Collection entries
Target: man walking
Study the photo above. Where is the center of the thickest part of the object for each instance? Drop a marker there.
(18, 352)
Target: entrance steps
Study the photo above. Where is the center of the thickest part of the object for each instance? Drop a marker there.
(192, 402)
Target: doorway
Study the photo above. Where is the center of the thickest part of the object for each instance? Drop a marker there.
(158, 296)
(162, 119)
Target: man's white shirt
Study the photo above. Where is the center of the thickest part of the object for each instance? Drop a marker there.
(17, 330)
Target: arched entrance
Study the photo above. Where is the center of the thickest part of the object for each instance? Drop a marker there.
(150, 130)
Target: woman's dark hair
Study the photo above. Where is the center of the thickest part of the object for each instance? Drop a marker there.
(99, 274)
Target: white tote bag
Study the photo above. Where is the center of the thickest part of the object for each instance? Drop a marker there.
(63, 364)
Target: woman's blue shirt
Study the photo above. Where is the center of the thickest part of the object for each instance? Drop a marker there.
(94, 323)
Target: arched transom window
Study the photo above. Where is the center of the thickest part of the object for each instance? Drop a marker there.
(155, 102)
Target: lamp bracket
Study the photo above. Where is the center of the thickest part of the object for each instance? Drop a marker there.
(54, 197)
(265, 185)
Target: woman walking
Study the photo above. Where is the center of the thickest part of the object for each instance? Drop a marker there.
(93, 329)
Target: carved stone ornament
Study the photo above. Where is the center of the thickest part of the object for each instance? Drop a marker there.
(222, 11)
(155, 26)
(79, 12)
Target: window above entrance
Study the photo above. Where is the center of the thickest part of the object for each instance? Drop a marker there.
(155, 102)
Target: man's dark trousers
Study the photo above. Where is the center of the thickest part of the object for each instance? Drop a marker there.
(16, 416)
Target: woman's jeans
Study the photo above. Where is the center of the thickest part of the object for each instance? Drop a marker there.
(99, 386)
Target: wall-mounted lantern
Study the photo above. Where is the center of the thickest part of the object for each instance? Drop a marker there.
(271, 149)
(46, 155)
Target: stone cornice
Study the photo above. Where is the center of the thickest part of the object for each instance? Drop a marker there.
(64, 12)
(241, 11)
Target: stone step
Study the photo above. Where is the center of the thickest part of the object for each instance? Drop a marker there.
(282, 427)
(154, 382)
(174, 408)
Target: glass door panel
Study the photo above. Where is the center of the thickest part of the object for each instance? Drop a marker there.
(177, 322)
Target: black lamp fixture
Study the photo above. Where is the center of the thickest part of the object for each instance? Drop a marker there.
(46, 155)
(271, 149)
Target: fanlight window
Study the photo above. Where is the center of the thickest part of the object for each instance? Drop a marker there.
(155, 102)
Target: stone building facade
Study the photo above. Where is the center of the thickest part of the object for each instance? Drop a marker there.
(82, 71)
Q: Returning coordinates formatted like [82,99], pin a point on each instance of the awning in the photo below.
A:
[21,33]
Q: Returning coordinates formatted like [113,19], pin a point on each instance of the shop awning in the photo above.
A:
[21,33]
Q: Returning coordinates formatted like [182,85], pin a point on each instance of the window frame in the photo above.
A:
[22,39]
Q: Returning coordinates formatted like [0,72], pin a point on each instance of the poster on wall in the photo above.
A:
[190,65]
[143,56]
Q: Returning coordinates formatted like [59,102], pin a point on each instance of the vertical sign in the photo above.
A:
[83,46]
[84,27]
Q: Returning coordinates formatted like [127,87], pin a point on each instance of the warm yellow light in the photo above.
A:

▶ [OBJECTIVE]:
Write the listing out again, exactly as shown above.

▶ [RESULT OF THIS TASK]:
Target: man walking
Study the photo above. Where is the center of the thickest part of the object for each instance? Drop a marker there.
(18, 352)
Target: entrance steps
Study the photo above. Where is the center of the thickest part of the object for each instance? Drop a marker there.
(192, 402)
Target: doorway
Study the photo above. Where is the center of the thickest part of the object for each instance? Drop a marker there.
(158, 296)
(162, 119)
Target: man's white shirt
Study the photo above. Where is the center of the thickest part of the object for each instance? Drop a marker there.
(17, 330)
Target: arched entrance
Study the photo above. Where is the center of the thickest part of the object for each instance? Drop a marker there.
(150, 130)
Target: woman's dark hair
Study the photo above. Where is the center of the thickest part of the object for each instance? Drop a marker there.
(99, 274)
Target: white tote bag
Study the photo above. Where is the center of the thickest part of the object for each instance? Drop a marker there.
(63, 364)
Target: woman's blue shirt
Study the photo above. Where is the center of the thickest part of the object for each instance? Drop a marker there.
(94, 323)
Target: arched transom window
Study the photo above. Where is the center of the thickest part of the object for each instance? Drop a marker there.
(155, 102)
Target: lamp bracket
Study the photo above. Where is the center of the thickest part of the object for each instance? Drop a marker there.
(54, 197)
(265, 185)
Target: woman walking
Study the photo above. Where is the center of the thickest part of the object for each instance? Drop a marker there.
(93, 329)
Target: carved stone ornament
Study the photo above. Where is the center of the thickest part of the object for each instance? Drop a marker there.
(222, 11)
(155, 26)
(79, 12)
Target: window above entrance
Study the photo above. Where is the center of the thickest part of the object for each instance? Drop a marker there.
(155, 102)
Target: man's dark trousers
Study the photo above. Where is the center of the thickest part of the object for each instance? Drop a marker there.
(16, 416)
Target: woman's jeans
Study the photo above. Where is the center of the thickest part of the object for each instance? Drop a marker there.
(99, 386)
Target: wall-mounted lantern
Study the photo above. Where is the center of the thickest part of the object for each instance? Drop a marker there.
(271, 149)
(46, 155)
Target: stone cornice
Study the photo above. Where is the center of the thickest part of the object for each instance? Drop a marker there.
(64, 12)
(241, 11)
Target: stone step
Study the photo above. Where is the center of the thickest part of the object for each instance? Drop a marker there.
(282, 427)
(154, 382)
(174, 408)
Target: glass door panel
Study the photo above. Where is the center of the thickest part of the object for each instance? Drop a marker there.
(177, 322)
Target: black lamp fixture
Study the photo above. Where is the center of the thickest part of the object for each instance? Drop a marker there.
(46, 155)
(271, 149)
Target: fanlight window
Study the photo above. Where is the center of the thickest part of the object for each instance? Drop a marker there.
(155, 102)
Target: stone building facade
Study the photo above. Where is the center of the thickest part of the object for each instance? Drop a marker there.
(82, 71)
Q: Returning coordinates formatted like [82,99], pin a point on each instance of the awning in the photo below.
A:
[21,33]
Q: Returning coordinates formatted like [113,19], pin a point on each instance of the shop awning in the photo above.
A:
[21,33]
Q: Returning coordinates formatted like [182,85], pin a point on each instance of the window frame in the photo above.
A:
[22,39]
Q: Returning coordinates formatted like [0,72], pin a point on each instance of the poster on wall in the photo above.
A:
[190,65]
[143,56]
Q: Returning coordinates formatted like [59,102], pin a point on each instance of the vertical sign in the photo above.
A:
[83,46]
[84,27]
Q: Returning coordinates formatted like [127,87], pin a point on each instance of the warm yellow light in the photo above.
A:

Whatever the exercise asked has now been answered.